Can you print verbatim the lines below, starting with the first line of the items and going on through the line that contains "pixel 145 337"?

⁂

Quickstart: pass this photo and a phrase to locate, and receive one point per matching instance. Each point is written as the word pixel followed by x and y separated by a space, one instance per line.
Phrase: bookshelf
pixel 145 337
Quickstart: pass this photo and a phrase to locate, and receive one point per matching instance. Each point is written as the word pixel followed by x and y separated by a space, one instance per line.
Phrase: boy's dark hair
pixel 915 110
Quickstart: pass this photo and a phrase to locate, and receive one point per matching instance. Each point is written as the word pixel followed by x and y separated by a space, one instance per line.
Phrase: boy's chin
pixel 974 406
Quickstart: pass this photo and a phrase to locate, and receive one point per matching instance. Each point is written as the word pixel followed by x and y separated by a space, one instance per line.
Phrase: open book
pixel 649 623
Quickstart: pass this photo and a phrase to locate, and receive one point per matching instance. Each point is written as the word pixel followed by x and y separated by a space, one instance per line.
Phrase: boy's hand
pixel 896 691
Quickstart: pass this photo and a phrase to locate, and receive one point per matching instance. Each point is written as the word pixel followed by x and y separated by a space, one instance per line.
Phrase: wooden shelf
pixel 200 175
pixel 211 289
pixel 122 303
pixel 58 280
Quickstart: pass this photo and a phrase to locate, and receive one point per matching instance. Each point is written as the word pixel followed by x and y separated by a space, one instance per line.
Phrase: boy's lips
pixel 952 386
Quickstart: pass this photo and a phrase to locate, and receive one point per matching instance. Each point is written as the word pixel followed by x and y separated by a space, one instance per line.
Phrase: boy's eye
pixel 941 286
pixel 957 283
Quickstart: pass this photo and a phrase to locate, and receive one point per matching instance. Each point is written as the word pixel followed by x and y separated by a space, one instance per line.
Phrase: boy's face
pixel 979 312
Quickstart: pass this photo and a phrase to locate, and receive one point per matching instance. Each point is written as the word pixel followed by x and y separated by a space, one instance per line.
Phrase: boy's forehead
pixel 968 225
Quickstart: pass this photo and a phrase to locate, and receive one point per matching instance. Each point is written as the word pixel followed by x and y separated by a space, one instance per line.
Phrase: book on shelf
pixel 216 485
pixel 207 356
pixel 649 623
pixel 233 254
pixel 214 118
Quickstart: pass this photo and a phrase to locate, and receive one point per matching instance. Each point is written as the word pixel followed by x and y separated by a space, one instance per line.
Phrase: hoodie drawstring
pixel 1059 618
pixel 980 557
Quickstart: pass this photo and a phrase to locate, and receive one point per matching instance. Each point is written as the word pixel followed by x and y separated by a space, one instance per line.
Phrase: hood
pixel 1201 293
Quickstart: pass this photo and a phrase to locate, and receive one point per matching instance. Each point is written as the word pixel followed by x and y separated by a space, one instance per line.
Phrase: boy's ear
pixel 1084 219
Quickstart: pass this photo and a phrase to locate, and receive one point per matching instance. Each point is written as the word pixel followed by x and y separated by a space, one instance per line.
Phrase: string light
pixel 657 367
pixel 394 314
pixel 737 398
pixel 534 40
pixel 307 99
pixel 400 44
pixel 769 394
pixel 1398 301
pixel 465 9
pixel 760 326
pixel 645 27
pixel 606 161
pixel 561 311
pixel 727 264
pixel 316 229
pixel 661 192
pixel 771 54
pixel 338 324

⁂

→ The reply:
Quickstart: pass this photo and a phrase to locate, and receive one point per matching instance. Each point is written as the word pixel followed by x and y separated by a space, one instance per line.
Phrase: bookshelf
pixel 145 337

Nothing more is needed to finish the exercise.